**Objective**
Continue the forum thread on how a major history forum handles Holocaust deniers, picking up after its last comment.

**Document segment**
============================================================

How One of the Internet’s Biggest History Forums Deals with Holocaust Deniers - thomasmeeks
https://amp.slate.com/technology/2018/07/the-askhistorians-subreddit-banned-holocaust-deniers-and-facebook-should-too.html
======
ranae
While I may agree with the author's sentiment, platform denial will never be
the correct answer when trying to change minds, nor will pushing the idea that
there are questions one may not ask or that simply asking certain questions
makes one somehow evil.

Beyond that, TFA could use some editing. I highly doubt that the users who
frequent The_Donald are pro-Obama, or that the AskHistorians moderators suffer
a daily barrage by Jewish supremacists.

============================================================

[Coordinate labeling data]

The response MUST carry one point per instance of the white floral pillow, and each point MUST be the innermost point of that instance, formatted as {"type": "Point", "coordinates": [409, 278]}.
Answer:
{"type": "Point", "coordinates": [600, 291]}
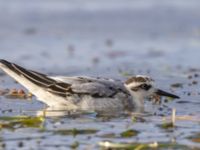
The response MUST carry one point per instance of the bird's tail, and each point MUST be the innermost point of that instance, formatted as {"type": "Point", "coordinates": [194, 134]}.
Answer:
{"type": "Point", "coordinates": [29, 79]}
{"type": "Point", "coordinates": [34, 81]}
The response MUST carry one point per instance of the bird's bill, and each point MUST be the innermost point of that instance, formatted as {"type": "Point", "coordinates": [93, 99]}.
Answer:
{"type": "Point", "coordinates": [163, 93]}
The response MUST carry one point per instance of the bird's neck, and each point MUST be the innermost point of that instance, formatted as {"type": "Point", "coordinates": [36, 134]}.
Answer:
{"type": "Point", "coordinates": [137, 99]}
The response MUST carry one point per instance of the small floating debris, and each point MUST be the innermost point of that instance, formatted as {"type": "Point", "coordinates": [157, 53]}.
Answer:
{"type": "Point", "coordinates": [129, 133]}
{"type": "Point", "coordinates": [140, 146]}
{"type": "Point", "coordinates": [171, 124]}
{"type": "Point", "coordinates": [18, 94]}
{"type": "Point", "coordinates": [20, 122]}
{"type": "Point", "coordinates": [75, 131]}
{"type": "Point", "coordinates": [177, 85]}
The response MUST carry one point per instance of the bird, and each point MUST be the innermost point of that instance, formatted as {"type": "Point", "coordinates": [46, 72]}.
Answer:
{"type": "Point", "coordinates": [82, 93]}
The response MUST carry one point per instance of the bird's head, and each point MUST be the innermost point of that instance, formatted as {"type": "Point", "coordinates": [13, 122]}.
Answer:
{"type": "Point", "coordinates": [142, 87]}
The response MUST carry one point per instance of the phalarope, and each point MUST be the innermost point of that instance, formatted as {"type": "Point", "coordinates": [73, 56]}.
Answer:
{"type": "Point", "coordinates": [85, 93]}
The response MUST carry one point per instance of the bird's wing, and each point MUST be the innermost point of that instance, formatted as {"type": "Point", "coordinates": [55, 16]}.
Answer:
{"type": "Point", "coordinates": [71, 85]}
{"type": "Point", "coordinates": [96, 87]}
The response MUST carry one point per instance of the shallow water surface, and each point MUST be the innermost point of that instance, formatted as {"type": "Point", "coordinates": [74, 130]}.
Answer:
{"type": "Point", "coordinates": [108, 39]}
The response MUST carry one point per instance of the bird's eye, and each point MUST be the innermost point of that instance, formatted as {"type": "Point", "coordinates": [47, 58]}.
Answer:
{"type": "Point", "coordinates": [145, 87]}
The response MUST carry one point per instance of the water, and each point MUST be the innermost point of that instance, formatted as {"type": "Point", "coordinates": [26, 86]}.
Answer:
{"type": "Point", "coordinates": [103, 38]}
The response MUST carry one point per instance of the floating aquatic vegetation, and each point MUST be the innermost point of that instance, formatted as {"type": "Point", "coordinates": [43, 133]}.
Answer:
{"type": "Point", "coordinates": [177, 85]}
{"type": "Point", "coordinates": [195, 138]}
{"type": "Point", "coordinates": [129, 133]}
{"type": "Point", "coordinates": [171, 124]}
{"type": "Point", "coordinates": [18, 94]}
{"type": "Point", "coordinates": [21, 122]}
{"type": "Point", "coordinates": [140, 146]}
{"type": "Point", "coordinates": [74, 131]}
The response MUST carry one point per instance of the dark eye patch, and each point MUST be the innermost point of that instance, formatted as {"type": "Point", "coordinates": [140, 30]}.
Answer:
{"type": "Point", "coordinates": [145, 87]}
{"type": "Point", "coordinates": [135, 89]}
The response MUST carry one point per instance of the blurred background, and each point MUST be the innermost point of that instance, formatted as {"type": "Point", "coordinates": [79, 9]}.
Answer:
{"type": "Point", "coordinates": [100, 37]}
{"type": "Point", "coordinates": [112, 38]}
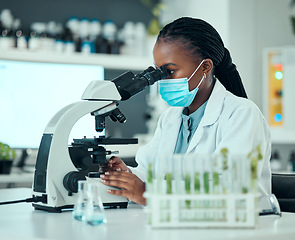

============================================================

**Task answer**
------
bjourne
I think that is wrong. I have debated with Holocaust deniers before. It is
laughably easy to debunk their arguments. Denier brings up canned argument #5:
Dachau had no gas chambers. A coherent counter-argument can be googled up in
15 minutes. Denier then moves on to canned argument #6 and you repeat the
process. Time consuming, but not hard at all. They are so stupidly easy to
expose that banning them just makes them appear more powerful than they really
are.

Denialism isn't unique to the Holocaust either. It is used in lots of
countries to try and cover up their less than stellar past.

------
Nicksil
Non-AMP link: [https://slate.com/technology/2018/07/the-askhistorians-
subre...](https://slate.com/technology/2018/07/the-askhistorians-subreddit-
banned-holocaust-deniers-and-facebook-should-too.html)